(Dataset entries)
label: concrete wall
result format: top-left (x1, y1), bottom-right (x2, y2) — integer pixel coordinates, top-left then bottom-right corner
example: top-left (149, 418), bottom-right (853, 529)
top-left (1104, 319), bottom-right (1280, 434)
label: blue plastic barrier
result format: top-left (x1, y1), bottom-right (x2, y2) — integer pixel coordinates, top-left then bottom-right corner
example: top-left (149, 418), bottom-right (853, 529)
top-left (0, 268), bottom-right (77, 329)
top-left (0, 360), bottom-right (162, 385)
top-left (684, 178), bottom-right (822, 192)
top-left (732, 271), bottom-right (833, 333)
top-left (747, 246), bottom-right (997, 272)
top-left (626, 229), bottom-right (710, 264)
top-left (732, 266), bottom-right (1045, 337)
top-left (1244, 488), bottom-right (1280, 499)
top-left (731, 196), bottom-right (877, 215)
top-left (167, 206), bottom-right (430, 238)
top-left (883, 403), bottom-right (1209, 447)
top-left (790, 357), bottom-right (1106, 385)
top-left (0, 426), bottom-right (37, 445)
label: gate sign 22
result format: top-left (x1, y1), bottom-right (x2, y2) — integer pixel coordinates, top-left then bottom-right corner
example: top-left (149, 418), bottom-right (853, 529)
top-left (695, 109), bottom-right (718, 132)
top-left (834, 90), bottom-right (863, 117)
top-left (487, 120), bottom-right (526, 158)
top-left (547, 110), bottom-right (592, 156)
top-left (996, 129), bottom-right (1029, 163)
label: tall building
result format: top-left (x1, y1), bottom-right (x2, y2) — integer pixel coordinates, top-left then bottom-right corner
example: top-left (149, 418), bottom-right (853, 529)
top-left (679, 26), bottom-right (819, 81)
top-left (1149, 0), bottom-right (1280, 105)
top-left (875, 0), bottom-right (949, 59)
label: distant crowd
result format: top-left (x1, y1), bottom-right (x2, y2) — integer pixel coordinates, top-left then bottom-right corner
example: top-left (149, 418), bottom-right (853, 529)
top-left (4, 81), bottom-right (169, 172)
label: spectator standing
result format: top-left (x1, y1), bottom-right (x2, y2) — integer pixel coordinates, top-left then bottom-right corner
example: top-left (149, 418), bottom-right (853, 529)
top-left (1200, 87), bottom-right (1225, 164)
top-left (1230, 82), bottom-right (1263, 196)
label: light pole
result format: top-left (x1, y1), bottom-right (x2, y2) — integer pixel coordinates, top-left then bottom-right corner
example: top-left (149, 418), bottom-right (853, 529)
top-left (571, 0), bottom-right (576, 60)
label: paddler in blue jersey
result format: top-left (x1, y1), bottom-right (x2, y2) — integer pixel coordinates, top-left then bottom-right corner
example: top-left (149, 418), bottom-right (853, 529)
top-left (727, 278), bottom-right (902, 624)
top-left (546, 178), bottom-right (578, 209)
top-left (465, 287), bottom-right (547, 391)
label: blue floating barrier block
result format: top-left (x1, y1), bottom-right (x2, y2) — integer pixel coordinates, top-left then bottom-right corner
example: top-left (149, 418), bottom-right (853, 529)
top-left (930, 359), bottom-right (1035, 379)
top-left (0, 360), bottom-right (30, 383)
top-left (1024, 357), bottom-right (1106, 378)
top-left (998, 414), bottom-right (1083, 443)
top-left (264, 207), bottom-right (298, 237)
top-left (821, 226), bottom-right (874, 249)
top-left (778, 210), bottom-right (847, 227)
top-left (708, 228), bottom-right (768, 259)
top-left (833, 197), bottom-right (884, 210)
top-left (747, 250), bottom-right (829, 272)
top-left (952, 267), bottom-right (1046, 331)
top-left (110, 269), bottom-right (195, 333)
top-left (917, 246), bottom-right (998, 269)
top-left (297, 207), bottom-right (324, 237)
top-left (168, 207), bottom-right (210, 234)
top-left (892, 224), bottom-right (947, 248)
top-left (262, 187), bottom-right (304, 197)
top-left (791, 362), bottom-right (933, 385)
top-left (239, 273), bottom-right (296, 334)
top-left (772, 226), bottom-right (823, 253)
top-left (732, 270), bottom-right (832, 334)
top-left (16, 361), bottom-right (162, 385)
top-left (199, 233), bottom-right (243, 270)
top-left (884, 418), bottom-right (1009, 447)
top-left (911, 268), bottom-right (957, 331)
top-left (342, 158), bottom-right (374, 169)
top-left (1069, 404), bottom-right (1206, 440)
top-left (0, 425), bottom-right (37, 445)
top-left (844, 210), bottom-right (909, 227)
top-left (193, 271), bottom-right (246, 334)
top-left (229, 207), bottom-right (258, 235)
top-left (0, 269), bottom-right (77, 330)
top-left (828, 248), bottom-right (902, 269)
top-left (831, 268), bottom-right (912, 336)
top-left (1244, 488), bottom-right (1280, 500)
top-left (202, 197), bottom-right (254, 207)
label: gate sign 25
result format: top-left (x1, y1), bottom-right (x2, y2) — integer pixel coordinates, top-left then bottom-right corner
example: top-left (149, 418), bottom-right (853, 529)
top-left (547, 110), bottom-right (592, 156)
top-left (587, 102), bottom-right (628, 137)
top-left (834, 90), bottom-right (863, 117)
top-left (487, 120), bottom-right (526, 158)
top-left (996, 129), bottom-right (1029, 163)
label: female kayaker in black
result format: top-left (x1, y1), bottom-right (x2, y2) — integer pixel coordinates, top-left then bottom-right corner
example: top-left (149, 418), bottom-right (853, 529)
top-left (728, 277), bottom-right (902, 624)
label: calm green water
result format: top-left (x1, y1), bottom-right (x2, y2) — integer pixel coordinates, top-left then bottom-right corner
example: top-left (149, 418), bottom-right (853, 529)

Problem to work on:
All lines with the word "gate" are needed; pull them from the entries and copy each.

Answer to the exercise:
label: gate sign 22
label: gate sign 25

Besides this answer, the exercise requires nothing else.